----- Records to use -----

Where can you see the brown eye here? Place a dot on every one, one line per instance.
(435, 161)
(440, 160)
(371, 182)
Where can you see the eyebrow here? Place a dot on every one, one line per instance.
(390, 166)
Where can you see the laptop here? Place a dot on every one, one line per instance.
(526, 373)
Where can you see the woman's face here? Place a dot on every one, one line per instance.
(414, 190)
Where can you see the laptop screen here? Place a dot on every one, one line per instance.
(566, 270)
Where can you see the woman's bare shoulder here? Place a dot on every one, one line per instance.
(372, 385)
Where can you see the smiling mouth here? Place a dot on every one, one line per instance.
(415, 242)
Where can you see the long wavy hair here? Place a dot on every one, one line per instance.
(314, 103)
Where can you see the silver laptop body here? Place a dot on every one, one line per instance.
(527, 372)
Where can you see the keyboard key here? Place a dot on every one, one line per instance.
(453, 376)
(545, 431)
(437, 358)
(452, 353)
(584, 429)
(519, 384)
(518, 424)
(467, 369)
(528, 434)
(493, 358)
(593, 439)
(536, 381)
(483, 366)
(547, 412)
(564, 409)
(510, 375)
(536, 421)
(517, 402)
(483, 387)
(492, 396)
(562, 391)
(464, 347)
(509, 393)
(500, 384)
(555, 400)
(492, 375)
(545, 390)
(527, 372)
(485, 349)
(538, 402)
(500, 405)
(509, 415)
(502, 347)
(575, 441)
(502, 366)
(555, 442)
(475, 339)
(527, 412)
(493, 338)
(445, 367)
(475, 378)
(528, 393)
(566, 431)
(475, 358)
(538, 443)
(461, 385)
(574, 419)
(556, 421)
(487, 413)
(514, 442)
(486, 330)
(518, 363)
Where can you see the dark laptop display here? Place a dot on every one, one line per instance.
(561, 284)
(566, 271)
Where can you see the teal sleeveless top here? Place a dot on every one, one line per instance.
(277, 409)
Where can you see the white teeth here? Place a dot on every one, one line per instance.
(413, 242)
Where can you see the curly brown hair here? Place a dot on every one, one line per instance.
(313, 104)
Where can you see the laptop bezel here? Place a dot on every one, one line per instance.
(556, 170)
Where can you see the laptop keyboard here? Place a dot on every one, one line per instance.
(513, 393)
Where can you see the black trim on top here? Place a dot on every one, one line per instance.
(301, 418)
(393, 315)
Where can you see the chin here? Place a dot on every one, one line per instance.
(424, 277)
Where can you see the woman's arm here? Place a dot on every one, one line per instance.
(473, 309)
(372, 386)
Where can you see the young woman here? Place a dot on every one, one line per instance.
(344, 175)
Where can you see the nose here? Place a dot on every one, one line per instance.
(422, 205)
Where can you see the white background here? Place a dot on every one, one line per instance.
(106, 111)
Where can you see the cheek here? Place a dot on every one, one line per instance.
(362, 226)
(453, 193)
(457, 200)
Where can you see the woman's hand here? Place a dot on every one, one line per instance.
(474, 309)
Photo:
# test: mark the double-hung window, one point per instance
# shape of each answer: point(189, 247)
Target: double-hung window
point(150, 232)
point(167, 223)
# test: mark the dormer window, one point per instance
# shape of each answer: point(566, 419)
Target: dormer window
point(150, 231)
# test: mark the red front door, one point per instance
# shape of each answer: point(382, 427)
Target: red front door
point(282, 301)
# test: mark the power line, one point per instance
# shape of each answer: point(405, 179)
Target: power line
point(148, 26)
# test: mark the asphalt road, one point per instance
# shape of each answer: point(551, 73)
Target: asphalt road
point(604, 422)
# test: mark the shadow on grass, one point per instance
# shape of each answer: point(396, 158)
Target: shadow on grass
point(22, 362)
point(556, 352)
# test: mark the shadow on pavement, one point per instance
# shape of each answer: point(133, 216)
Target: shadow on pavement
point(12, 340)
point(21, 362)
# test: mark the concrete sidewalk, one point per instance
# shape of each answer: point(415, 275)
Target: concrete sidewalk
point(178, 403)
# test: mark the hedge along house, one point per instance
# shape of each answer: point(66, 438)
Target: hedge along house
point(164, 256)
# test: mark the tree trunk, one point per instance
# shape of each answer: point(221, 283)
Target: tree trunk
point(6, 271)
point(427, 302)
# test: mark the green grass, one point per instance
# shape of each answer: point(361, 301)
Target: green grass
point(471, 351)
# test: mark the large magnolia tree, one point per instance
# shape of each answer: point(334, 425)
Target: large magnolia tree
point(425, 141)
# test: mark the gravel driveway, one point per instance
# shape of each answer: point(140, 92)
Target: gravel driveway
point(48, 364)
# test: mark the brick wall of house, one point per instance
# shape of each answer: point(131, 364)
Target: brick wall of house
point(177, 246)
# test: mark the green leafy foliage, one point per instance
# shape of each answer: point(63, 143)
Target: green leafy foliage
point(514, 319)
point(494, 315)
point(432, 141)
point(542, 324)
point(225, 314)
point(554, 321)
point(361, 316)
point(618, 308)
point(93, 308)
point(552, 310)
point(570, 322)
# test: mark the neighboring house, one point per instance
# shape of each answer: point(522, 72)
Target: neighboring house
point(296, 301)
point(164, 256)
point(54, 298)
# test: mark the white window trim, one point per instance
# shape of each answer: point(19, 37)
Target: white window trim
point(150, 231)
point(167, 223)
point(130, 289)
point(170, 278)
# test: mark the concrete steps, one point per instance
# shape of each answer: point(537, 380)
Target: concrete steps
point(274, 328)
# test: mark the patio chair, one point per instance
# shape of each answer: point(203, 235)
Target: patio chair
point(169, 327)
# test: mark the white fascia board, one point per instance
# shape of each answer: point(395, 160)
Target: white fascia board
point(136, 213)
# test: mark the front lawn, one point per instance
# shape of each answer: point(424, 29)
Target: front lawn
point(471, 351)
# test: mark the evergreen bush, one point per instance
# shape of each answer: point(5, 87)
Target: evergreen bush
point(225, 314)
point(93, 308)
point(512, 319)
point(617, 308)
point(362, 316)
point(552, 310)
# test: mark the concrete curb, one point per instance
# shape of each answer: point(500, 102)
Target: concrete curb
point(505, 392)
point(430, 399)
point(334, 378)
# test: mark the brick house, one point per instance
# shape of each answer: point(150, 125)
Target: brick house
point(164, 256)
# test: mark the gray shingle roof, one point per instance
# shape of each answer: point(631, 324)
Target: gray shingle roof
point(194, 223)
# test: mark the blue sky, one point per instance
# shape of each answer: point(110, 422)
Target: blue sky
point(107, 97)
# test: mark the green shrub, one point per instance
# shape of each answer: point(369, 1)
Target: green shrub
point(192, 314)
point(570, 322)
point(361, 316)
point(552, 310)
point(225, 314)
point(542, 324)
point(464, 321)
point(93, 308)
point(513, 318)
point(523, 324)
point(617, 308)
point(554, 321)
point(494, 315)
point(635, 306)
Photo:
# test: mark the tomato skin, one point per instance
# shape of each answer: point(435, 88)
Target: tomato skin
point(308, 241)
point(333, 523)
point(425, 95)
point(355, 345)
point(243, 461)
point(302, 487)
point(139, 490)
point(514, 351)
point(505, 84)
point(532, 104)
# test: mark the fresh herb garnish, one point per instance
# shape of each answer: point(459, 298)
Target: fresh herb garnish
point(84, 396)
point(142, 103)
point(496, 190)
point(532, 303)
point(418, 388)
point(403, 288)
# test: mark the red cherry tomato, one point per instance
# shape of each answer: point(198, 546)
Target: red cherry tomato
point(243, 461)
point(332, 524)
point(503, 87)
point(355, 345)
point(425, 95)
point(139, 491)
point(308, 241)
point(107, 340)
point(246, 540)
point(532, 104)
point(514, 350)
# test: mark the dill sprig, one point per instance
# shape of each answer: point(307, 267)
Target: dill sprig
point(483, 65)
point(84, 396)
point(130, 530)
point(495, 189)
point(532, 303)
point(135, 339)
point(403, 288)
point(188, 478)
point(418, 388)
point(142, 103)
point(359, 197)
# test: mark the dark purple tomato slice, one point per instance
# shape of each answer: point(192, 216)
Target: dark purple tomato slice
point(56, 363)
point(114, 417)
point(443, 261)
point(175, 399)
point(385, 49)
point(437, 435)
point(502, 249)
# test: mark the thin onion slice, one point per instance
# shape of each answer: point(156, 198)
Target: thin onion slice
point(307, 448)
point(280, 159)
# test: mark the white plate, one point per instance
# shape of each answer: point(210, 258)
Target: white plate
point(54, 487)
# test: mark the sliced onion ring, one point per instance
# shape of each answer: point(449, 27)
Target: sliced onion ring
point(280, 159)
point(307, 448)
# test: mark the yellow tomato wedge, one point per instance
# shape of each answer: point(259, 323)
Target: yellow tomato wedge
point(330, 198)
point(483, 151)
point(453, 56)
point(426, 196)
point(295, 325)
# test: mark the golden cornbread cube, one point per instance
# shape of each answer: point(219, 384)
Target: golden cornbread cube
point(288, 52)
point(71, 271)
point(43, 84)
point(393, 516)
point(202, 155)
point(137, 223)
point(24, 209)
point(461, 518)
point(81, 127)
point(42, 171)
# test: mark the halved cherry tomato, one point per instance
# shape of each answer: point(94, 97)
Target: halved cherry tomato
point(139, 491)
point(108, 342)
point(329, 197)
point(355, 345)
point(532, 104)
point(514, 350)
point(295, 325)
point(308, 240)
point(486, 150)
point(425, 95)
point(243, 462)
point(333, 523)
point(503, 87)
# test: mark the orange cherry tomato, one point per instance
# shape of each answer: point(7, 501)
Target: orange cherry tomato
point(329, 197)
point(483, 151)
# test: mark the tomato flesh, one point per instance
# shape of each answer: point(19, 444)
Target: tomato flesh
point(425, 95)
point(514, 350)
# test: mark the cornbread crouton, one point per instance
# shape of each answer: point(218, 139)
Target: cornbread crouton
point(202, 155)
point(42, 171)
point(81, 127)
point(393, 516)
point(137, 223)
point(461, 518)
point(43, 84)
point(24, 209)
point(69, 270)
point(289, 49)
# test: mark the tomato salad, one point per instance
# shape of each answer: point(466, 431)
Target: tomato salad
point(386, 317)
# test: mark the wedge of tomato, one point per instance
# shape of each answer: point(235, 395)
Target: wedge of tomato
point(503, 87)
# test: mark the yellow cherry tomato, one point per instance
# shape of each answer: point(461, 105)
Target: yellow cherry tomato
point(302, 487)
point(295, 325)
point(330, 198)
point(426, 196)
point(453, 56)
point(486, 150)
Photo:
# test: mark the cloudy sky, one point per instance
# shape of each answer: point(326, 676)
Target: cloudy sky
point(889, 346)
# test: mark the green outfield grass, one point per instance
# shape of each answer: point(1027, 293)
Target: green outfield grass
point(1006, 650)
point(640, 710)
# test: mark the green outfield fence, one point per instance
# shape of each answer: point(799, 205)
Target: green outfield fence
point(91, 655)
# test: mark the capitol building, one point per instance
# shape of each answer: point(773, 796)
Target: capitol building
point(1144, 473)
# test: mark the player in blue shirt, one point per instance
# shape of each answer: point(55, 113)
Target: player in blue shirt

-----

Task details
Each line that contains the string "shirt" should be copied from the data above.

Expected answer
# test: mark the player in blue shirt, one point per instance
Target: player in blue shirt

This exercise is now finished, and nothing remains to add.